---------- Excerpt provided
BigQuery automatic model rebuild based on r2 score deviation
To demo automodel usage in IOT use-cases we will need a stream of events on our PubSub topic. For this we will use iot-event-maker
. The complete walkthrough the IOT Core registry and device setup is outline here: https://github.com/mchmarny/iot-event-maker
For purposes of automodel
demo however we are going to simply run the one-time setup command and, assuming everything works, we will then run the event generation command which will send the mocked up events to our topic.
bin/setup
Should result in output similar to this
Setting up PubSub...
Created topic [projects/PROJECT_ID/topics/automodel-event].
Created topic [projects/PROJECT_ID/topics/automodel-event-state].
Setting up BigQuery...
Dataset 'PROJECT_ID:automodel' successfully created.
Created s9-demo.automodel.event
Setting up Dataflow...
name: automodel-bq-pump
projectId: PROJECT_ID
type: JOB_TYPE_STREAMING
Setting up IOT Core...
--------------------
---------- Listing
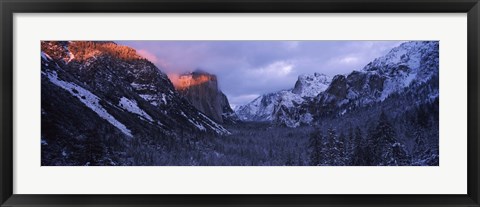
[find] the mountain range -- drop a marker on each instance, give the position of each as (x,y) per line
(411,67)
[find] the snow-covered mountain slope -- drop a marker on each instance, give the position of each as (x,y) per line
(270,106)
(311,85)
(407,68)
(411,68)
(127,93)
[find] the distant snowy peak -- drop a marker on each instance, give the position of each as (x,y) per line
(410,62)
(409,56)
(269,106)
(311,85)
(407,66)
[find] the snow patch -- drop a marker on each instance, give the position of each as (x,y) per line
(132,106)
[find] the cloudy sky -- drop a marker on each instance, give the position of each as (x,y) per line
(247,69)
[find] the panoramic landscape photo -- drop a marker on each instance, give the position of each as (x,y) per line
(239,103)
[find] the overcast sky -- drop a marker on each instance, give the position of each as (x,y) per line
(247,69)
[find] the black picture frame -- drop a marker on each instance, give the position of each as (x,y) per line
(10,7)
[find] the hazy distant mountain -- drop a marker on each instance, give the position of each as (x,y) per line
(410,67)
(271,106)
(101,89)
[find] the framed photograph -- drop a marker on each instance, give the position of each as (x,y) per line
(239,103)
--------------------
Exercises to complete:
A: Rewrite the paragraph of the automodel page that begins "For purposes of automodel" as a short list of steps, keeping its main facts.
B: In the automodel page, copy word for word everything from "BigQuery automatic model" down to "to our topic.".

Exercise answers:
A:
- Run the one-time setup command.
- If it works, run the event generation command.
- That command sends mocked-up events to the topic.

B:
BigQuery automatic model rebuild based on r2 score deviation
To demo automodel usage in IOT use-cases we will need a stream of events on our PubSub topic. For this we will use iot-event-maker
. The complete walkthrough the IOT Core registry and device setup is outline here: https://github.com/mchmarny/iot-event-maker
For purposes of automodel
demo however we are going to simply run the one-time setup command and, assuming everything works, we will then run the event generation command which will send the mocked up events to our topic.